### Requirement
Exactly reproduce the line that contains "Drop one dot on each instance of the speed" and all lines after it in the entries below, through the very last line.

Stored records:
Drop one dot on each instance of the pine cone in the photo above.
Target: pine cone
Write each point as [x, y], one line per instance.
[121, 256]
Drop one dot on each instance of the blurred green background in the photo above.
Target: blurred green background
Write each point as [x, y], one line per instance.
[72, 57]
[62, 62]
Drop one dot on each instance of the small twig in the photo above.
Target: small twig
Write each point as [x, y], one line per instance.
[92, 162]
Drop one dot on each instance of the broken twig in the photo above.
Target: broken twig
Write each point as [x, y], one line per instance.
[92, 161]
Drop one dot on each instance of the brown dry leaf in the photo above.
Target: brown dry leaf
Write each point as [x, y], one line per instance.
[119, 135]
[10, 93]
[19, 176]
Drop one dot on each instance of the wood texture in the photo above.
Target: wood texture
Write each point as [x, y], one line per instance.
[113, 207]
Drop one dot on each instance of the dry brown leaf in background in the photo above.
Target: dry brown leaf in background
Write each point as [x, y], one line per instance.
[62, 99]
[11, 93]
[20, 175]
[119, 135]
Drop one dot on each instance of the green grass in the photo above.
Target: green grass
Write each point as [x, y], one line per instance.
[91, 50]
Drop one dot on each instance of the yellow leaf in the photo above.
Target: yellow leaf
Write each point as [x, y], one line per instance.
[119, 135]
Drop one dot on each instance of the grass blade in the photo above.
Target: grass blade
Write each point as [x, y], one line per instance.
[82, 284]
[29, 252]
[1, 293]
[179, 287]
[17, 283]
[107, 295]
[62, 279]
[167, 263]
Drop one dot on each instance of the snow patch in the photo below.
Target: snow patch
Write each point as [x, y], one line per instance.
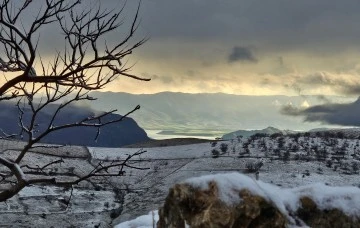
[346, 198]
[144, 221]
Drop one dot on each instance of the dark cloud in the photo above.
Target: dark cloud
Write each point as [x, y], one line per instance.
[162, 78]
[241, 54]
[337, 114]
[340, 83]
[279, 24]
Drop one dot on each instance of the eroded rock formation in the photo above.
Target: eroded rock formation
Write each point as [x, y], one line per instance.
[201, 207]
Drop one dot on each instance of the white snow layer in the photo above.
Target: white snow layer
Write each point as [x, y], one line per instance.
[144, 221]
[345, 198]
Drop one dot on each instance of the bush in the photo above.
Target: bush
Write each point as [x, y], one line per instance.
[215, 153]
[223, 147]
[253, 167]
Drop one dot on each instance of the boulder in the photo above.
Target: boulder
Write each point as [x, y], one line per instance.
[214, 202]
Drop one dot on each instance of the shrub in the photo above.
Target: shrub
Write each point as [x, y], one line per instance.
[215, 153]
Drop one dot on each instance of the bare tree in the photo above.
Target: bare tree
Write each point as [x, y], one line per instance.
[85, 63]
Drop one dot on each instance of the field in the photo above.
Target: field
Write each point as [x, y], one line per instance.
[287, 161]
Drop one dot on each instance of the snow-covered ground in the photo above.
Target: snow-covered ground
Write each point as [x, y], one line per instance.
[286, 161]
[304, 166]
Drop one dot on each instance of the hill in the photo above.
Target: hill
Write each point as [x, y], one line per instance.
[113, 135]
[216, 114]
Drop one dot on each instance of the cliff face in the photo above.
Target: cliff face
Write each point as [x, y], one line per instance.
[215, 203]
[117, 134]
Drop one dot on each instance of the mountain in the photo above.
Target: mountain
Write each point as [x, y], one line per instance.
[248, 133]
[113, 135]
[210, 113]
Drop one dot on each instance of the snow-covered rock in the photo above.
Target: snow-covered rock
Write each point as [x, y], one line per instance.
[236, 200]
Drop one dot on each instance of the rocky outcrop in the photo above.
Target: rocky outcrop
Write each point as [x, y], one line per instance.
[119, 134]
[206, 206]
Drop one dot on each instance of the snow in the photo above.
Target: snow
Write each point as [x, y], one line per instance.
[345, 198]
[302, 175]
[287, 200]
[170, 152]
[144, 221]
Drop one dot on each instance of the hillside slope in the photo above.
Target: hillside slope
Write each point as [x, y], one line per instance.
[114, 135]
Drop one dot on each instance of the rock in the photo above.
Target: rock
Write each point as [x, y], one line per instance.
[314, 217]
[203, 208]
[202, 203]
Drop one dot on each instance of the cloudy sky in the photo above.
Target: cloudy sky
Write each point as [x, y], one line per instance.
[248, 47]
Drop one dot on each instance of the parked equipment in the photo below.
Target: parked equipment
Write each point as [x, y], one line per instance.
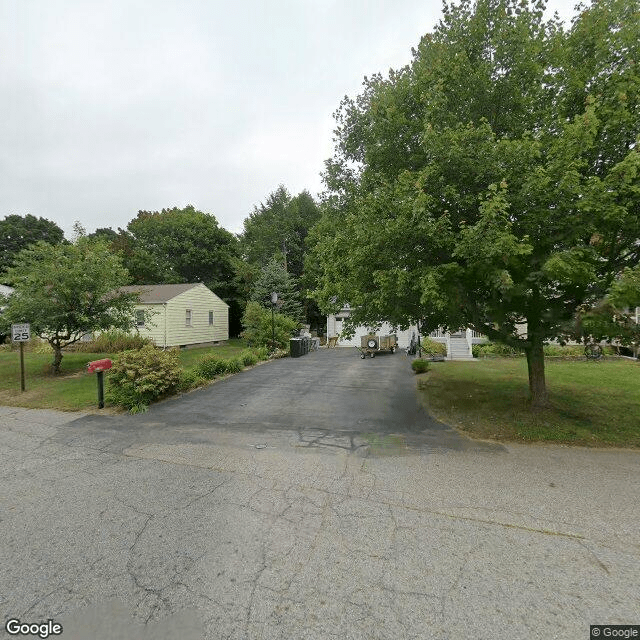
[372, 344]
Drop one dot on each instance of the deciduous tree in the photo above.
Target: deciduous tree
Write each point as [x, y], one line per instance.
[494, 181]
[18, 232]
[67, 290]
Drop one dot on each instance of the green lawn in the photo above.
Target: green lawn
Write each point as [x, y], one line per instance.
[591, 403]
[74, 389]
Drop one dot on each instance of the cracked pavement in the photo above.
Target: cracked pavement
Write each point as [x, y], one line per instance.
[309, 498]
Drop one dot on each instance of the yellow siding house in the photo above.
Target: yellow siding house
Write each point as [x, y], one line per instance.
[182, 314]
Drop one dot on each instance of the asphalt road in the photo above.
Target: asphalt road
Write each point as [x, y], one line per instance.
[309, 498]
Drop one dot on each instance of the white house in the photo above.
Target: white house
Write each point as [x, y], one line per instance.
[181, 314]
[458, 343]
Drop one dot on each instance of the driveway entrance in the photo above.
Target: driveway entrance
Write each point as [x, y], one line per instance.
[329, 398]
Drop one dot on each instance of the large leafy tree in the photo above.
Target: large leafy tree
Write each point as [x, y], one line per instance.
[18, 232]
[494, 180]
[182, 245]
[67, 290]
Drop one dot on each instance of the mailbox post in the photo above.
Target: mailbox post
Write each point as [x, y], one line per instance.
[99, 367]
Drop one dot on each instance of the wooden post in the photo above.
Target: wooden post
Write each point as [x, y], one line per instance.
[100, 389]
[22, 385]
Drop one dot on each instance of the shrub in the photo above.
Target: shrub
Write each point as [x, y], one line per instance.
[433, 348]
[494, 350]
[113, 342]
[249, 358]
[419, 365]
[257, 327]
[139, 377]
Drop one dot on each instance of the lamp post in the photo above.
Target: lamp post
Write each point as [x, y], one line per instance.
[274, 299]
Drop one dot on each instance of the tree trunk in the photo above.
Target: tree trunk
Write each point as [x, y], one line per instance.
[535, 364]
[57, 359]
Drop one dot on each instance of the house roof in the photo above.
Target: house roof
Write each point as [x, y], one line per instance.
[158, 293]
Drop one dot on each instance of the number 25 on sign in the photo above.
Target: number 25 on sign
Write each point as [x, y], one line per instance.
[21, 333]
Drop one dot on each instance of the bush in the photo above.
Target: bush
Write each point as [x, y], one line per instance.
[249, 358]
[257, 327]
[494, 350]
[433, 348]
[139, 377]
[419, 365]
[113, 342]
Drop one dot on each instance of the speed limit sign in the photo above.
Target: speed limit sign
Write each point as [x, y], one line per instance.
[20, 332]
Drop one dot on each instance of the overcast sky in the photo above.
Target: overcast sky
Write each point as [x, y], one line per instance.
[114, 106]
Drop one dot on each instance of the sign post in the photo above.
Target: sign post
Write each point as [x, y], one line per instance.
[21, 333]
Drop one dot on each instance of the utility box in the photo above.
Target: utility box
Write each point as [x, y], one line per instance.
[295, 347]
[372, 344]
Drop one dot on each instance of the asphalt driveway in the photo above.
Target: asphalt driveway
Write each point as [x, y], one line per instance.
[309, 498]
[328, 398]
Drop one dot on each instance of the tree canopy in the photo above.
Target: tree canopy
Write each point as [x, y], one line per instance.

### Complete response
Drop one dot on each instance of the speed limit sign in the photo above.
Target: speed limit sign
Write each point as [x, y], one line per instance.
[20, 332]
Drop one dot on each instance of the overcast sky in the photo above.
Target: overcast sky
Write each point as [x, y], one line per instance.
[114, 106]
Drop one dot on each instance of the sign post in the photo above.
Target: sign post
Write each point as [x, y], one line per instance.
[21, 333]
Drop one dot on each instance of the utility box in the photo above.
Target: utility box
Write each point as [x, y], one line per instance.
[295, 347]
[372, 344]
Drop one dot on each instance of the asphalt driveway in the photo above.
Target: asphalt driveway
Write each point as [x, y], one line per instance.
[309, 498]
[328, 398]
Drop one dot on each instance of the tree canopy in the photo above.
Target: tree canopy
Write each point as [x, y], one line per instance.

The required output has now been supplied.